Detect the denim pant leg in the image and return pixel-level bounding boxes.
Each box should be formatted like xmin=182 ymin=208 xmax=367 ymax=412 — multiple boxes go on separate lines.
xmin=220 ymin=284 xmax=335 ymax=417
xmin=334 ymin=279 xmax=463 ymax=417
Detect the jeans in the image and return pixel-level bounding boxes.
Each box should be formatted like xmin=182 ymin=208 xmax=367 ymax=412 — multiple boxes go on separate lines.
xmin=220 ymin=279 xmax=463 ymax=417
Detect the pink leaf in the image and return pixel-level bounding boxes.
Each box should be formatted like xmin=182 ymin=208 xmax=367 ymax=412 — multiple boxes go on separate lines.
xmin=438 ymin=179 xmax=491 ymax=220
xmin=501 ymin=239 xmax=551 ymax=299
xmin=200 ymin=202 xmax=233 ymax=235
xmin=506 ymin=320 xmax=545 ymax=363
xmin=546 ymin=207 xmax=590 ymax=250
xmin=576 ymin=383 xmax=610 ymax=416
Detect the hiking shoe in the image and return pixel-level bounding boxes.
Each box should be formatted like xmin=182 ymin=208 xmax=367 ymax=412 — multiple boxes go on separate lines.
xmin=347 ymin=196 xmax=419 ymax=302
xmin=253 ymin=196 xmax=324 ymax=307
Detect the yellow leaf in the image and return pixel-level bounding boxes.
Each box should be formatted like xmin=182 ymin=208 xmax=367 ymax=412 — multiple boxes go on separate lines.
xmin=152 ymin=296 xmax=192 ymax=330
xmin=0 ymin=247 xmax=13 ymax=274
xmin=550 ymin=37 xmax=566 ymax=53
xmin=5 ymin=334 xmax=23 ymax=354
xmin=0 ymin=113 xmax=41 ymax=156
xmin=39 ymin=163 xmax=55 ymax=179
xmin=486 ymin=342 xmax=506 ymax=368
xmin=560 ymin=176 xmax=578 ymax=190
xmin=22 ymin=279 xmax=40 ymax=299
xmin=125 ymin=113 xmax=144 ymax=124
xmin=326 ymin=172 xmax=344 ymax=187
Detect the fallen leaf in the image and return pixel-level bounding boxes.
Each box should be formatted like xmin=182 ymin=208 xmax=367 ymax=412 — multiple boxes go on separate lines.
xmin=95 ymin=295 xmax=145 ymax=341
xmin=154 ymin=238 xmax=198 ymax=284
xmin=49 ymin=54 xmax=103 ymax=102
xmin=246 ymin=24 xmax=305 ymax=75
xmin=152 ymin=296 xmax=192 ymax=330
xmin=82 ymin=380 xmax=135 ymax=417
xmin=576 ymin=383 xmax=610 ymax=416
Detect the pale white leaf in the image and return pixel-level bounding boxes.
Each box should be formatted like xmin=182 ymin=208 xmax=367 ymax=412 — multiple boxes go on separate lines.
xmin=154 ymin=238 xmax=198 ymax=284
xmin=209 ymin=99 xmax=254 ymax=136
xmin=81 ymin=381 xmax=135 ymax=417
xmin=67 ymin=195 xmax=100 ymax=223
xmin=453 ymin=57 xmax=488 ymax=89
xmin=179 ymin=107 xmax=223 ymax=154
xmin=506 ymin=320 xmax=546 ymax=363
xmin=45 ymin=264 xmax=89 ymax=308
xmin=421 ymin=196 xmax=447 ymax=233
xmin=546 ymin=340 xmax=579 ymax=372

· · ·

Problem statement: Reproduce, exactly as they stand in the data above, the lines from the one that holds "Detect the pink" to the one that holds "Detect the yellow", inclusive.

Response to the exercise:
Detect the pink leaf in the image and return pixel-level bounding boxes.
Each box should be formatted like xmin=182 ymin=208 xmax=367 ymax=412 — multiple boxes go on separate lines.
xmin=438 ymin=179 xmax=491 ymax=220
xmin=501 ymin=239 xmax=551 ymax=299
xmin=200 ymin=202 xmax=233 ymax=235
xmin=506 ymin=320 xmax=545 ymax=363
xmin=546 ymin=207 xmax=590 ymax=250
xmin=576 ymin=383 xmax=610 ymax=416
Detect the hiking shoe in the image and return pixel-level bounding boxes.
Each box should be formatted like xmin=182 ymin=208 xmax=367 ymax=412 — multiple boxes go on separate lines.
xmin=347 ymin=196 xmax=419 ymax=302
xmin=253 ymin=196 xmax=324 ymax=307
Detect the yellow leaf in the image and return pixel-level bounding boxes.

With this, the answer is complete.